[Task objective] Locate each line of the entries below that contains the string "cluster" and copy those lines out in full. Case counts.

[Supplied material]
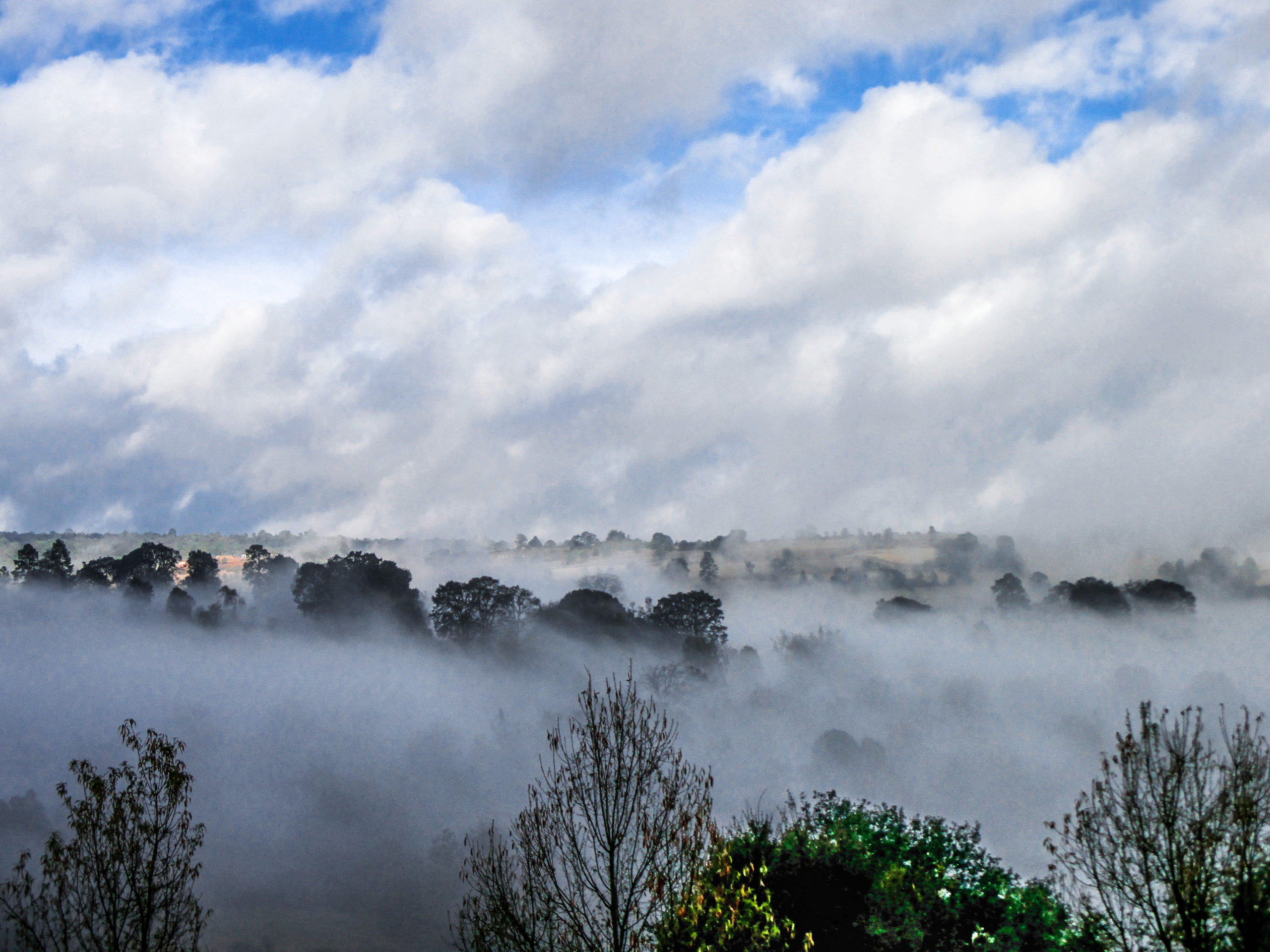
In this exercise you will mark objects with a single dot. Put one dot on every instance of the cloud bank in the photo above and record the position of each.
(526, 268)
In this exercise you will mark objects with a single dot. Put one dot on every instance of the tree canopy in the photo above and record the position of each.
(464, 611)
(357, 586)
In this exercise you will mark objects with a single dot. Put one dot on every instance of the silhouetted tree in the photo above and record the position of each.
(151, 561)
(101, 573)
(1039, 581)
(1157, 593)
(1095, 595)
(202, 569)
(55, 567)
(355, 586)
(139, 591)
(899, 607)
(124, 881)
(616, 829)
(1010, 593)
(602, 582)
(586, 611)
(1171, 842)
(181, 603)
(709, 570)
(698, 616)
(479, 607)
(1006, 558)
(26, 561)
(266, 572)
(676, 570)
(784, 565)
(955, 556)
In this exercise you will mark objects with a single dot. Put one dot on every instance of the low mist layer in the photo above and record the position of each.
(339, 769)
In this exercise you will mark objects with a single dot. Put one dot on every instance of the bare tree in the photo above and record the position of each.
(1171, 842)
(124, 883)
(616, 829)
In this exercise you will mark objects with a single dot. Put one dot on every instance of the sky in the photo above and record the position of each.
(483, 267)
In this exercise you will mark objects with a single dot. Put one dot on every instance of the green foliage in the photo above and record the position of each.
(124, 881)
(864, 876)
(729, 909)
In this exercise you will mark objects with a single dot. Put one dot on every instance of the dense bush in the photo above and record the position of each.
(867, 878)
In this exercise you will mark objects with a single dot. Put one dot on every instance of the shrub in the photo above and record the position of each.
(868, 878)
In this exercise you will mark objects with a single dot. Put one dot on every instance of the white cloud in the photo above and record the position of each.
(911, 316)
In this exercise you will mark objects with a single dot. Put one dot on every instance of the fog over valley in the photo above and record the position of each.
(339, 762)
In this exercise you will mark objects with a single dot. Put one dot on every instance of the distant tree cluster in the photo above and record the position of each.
(1096, 595)
(353, 587)
(465, 611)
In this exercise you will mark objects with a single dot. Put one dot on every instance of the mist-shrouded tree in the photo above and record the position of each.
(202, 569)
(465, 611)
(956, 556)
(125, 879)
(602, 582)
(1089, 593)
(26, 561)
(356, 586)
(697, 615)
(55, 567)
(226, 607)
(181, 603)
(616, 829)
(1171, 842)
(709, 569)
(101, 573)
(1161, 595)
(151, 563)
(139, 592)
(264, 572)
(1012, 595)
(867, 878)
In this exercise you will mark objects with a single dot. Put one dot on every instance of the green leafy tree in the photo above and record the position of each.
(124, 881)
(1171, 843)
(869, 878)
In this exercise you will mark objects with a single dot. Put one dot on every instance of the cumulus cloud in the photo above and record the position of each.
(243, 295)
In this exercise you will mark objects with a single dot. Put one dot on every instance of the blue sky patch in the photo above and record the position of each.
(224, 31)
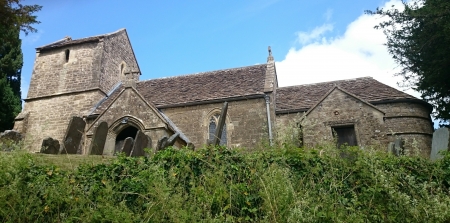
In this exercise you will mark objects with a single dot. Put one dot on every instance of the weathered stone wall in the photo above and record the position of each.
(411, 122)
(340, 109)
(116, 50)
(139, 115)
(49, 117)
(246, 122)
(53, 75)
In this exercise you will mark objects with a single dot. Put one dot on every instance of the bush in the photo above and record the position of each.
(223, 185)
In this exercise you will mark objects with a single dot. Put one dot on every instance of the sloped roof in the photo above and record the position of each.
(67, 41)
(202, 87)
(303, 97)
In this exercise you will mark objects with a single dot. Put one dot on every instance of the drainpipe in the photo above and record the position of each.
(268, 118)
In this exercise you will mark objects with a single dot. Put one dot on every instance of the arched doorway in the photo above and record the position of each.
(129, 131)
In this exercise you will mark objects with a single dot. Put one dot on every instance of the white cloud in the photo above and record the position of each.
(328, 14)
(31, 38)
(359, 52)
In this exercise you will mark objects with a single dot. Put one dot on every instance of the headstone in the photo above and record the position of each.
(398, 146)
(219, 127)
(172, 139)
(162, 142)
(190, 146)
(127, 146)
(141, 142)
(441, 142)
(50, 146)
(165, 142)
(9, 140)
(10, 135)
(73, 136)
(99, 139)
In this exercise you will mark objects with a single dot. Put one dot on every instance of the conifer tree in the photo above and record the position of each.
(15, 17)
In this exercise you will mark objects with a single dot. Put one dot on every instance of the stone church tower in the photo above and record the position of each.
(69, 78)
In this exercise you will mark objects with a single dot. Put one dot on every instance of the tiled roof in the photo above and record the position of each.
(207, 86)
(303, 97)
(67, 41)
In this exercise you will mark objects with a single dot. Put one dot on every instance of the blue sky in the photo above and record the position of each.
(312, 41)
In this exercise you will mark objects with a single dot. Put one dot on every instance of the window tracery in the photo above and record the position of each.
(213, 121)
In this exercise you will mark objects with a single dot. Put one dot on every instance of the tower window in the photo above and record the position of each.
(345, 135)
(67, 55)
(213, 121)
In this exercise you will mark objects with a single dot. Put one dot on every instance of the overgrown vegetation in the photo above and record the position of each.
(223, 185)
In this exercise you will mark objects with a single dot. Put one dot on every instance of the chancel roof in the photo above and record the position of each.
(303, 97)
(202, 87)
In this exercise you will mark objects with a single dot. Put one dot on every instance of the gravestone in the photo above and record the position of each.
(441, 142)
(127, 146)
(391, 148)
(141, 142)
(99, 139)
(73, 136)
(165, 142)
(50, 146)
(398, 146)
(172, 139)
(10, 135)
(162, 142)
(190, 146)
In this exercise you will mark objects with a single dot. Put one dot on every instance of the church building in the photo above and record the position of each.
(98, 79)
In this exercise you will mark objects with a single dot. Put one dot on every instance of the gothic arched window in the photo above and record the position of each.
(213, 121)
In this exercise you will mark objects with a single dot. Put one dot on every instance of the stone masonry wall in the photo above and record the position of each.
(411, 122)
(246, 122)
(116, 50)
(341, 109)
(49, 117)
(53, 75)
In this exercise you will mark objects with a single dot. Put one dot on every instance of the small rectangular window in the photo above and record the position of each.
(67, 55)
(345, 135)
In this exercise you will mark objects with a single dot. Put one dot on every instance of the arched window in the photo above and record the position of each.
(67, 55)
(213, 121)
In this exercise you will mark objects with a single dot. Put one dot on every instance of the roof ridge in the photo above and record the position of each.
(201, 73)
(68, 40)
(329, 82)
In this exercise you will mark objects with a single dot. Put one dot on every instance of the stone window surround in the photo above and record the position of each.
(122, 69)
(344, 123)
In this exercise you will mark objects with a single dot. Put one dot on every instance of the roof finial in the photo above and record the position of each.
(270, 57)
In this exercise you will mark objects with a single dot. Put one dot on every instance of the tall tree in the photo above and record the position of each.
(15, 17)
(418, 38)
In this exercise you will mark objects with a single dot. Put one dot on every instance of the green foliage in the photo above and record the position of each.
(223, 185)
(418, 40)
(15, 17)
(14, 14)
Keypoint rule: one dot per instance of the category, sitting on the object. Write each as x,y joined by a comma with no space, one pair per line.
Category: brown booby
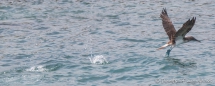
176,38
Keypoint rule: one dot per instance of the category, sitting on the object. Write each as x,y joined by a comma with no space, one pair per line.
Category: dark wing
167,24
187,26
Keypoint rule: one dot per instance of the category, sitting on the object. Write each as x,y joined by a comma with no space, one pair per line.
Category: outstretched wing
167,24
187,26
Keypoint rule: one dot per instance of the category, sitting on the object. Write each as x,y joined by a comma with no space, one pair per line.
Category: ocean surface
104,43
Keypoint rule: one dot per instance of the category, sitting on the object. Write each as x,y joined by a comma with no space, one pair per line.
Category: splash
36,68
98,59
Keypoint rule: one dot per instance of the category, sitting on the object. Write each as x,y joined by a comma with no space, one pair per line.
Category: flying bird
176,38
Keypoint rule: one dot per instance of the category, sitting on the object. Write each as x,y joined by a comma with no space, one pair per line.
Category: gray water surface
49,43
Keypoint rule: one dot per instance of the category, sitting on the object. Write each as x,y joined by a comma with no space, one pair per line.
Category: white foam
39,68
98,59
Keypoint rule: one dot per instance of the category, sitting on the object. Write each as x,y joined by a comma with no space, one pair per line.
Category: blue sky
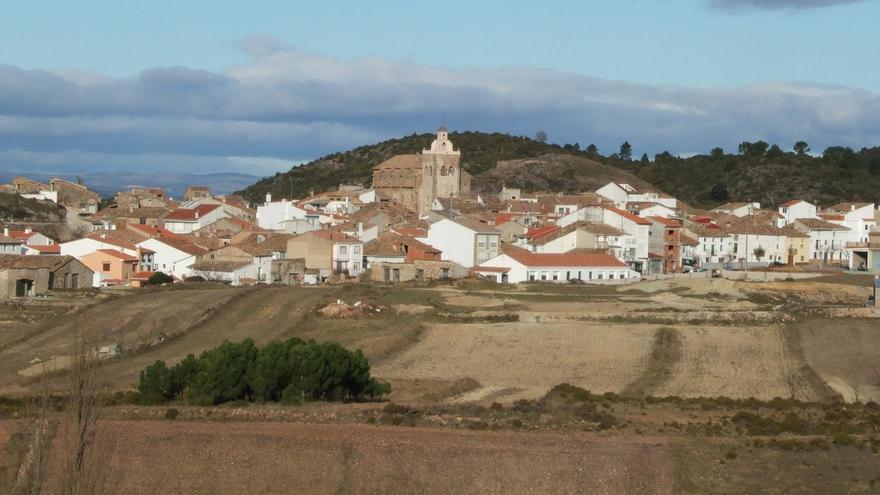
207,86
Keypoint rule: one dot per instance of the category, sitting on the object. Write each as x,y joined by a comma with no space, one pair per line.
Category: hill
554,172
14,208
759,172
480,153
771,177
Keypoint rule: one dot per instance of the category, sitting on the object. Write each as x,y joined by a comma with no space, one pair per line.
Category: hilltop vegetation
757,172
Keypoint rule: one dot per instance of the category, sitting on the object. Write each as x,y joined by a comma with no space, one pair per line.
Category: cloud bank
284,106
778,4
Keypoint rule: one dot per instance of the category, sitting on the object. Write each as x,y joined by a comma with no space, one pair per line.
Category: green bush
290,371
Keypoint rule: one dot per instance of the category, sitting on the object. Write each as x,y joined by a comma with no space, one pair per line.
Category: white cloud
284,104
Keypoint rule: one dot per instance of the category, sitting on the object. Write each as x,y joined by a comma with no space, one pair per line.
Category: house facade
328,252
516,265
464,240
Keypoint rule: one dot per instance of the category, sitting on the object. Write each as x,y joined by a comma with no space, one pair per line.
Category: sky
256,87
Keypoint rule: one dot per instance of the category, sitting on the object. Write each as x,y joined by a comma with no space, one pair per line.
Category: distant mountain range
757,172
108,183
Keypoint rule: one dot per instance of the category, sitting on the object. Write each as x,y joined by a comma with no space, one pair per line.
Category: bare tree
84,473
32,470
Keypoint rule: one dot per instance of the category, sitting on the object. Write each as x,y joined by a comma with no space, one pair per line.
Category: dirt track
218,458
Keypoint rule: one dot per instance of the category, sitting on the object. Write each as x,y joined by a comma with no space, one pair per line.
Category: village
420,221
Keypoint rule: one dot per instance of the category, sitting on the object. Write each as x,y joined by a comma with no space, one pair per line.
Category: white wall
168,259
798,210
86,246
456,241
271,215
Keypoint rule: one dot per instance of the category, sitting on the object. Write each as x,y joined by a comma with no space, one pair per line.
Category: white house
173,255
42,195
517,265
827,240
858,217
797,208
649,209
635,252
29,236
738,209
188,220
464,240
757,243
713,244
621,194
95,241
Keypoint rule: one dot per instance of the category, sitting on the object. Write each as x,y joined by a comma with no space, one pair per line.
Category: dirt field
514,360
451,352
218,458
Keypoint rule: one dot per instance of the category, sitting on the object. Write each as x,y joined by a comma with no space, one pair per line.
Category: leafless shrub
84,470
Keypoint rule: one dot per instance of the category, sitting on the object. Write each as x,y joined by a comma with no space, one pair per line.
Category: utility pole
748,223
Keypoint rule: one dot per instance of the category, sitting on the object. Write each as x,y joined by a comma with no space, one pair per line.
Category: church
416,180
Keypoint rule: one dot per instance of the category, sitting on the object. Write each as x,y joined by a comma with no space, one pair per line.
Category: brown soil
216,458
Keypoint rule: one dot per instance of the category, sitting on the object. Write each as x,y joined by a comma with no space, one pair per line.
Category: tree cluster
288,371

[Finished task]
In this exercise you will mark objects with a single dot. Put one dot on every instance of the distant tree cluster in the photo above and record the position of each.
Category: tree cluster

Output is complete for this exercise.